Exercise aim →
Print, word for word, the portion of the passage about Slava and Zoya that runs from "Anti-Semitism was very" up to and including "was forbidden him.".

Zoya's parents were also not religious. Her paternal grandparents had come from Chernobyl, where the nuclear accident of 1986 left the area an uninhabitable waste land. Her grandmother had been 16 when she married in Chernobyl.

Their Early Years

Anti-Semitism was very strong in the Stalinist era after the Second World War, and Jews were severely restricted as to education and from entering the professions. But Slava, then a young man in Kyiv, had a strong personal vision and will, his aim being to become a nuclear physicist. He studied hard and did well, and on his second attempt to win admittance to the National University he was accepted. Five years later he received his diploma.

He then served his required time in the Soviet Army, spending two difficult Cold War years atop a snowy mountain in the Caucuses watching for feared U.S. attempts to invade by air from a base just over the border in Iran.

At age 25, Slava returned to Kyiv to find a wife and pursue his nuclear profession. He found and married Zoya. And he began research on neutron sources. All contact with foreigners was forbidden him.

Their Conversion

Zoya studied languages in Kyiv — English and French — and taught them in high school. She and her students were frustrated because they wanted to talk to people in those languages, but there were few foreigners in Kyiv, and those that were there were watched by the KGB (secret police). The Ukrainians lived in forced isolation from the rest of the world.

As time went on, Slava and Zoya developed a yearning for religion. They first turned to their ancestral Judaism, but not finding satisfaction there they investigated Christianity (having met some members of The Campus Crusade for Christ). The Gulkos began to read the Bible, and at one point Slava said inexplicably: "To become a complete Jew you have to believe in Jesus Christ."

Late in the 1980's, a new era of glasnost and perestroika — "openness and renewal" — began under Soviet President Mikhail Gorbachev. In 1989, while cleaning out some old papers at her school, Zoya found an unopened letter from a middle school teacher in Riverton, Utah. She answered it and soon received a box containing more than 100 letters from American students, eager pen-pals in an 8th grade geography class there.

That began a happier time of communication and relationships for Zoya and her students in Kyiv. Slava, though, worried greatly because of the commitment he had signed as a state scientist not to have any communication with foreigners.

One of the Riverton letters included a Joseph Smith brochure, which Zoya looked at. Then, in the early fall of 1991, after the disintegration of the Soviet Union and just after the Church had begun missionary work in Ukraine, Zoya saw an announcement pasted on a metro bridge inviting anyone to come to LDS Church services being held in a Kyiv theatre hall. She recognized the Church name as the same she had seen on the brochure, and she persuaded Slava to attend the Sunday services with her.

Records supplied →
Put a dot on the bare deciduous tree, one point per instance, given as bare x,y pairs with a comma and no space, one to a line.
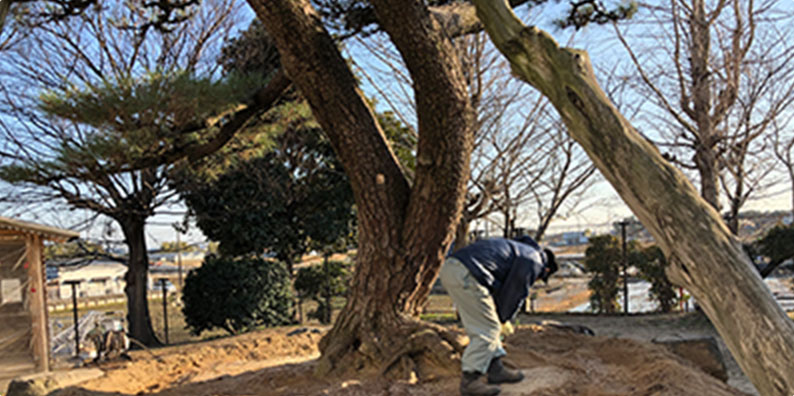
85,99
718,73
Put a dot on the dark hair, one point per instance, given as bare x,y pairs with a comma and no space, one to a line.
551,265
526,240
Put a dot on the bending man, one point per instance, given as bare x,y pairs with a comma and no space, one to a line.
489,281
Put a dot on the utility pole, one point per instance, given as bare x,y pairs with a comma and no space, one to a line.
623,225
179,258
74,284
179,228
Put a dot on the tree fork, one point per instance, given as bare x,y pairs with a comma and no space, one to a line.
704,255
404,229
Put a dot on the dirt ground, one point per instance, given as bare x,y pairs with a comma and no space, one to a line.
280,362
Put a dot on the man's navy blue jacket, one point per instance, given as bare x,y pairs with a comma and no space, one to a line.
507,268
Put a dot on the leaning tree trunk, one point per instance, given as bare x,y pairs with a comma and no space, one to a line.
704,256
403,229
138,319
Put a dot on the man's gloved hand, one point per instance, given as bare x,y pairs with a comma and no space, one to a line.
507,329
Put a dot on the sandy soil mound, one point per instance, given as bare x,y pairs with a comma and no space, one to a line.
273,363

Answer to this problem →
Anti-Semitism was very strong in the Stalinist era after the Second World War, and Jews were severely restricted as to education and from entering the professions. But Slava, then a young man in Kyiv, had a strong personal vision and will, his aim being to become a nuclear physicist. He studied hard and did well, and on his second attempt to win admittance to the National University he was accepted. Five years later he received his diploma.

He then served his required time in the Soviet Army, spending two difficult Cold War years atop a snowy mountain in the Caucuses watching for feared U.S. attempts to invade by air from a base just over the border in Iran.

At age 25, Slava returned to Kyiv to find a wife and pursue his nuclear profession. He found and married Zoya. And he began research on neutron sources. All contact with foreigners was forbidden him.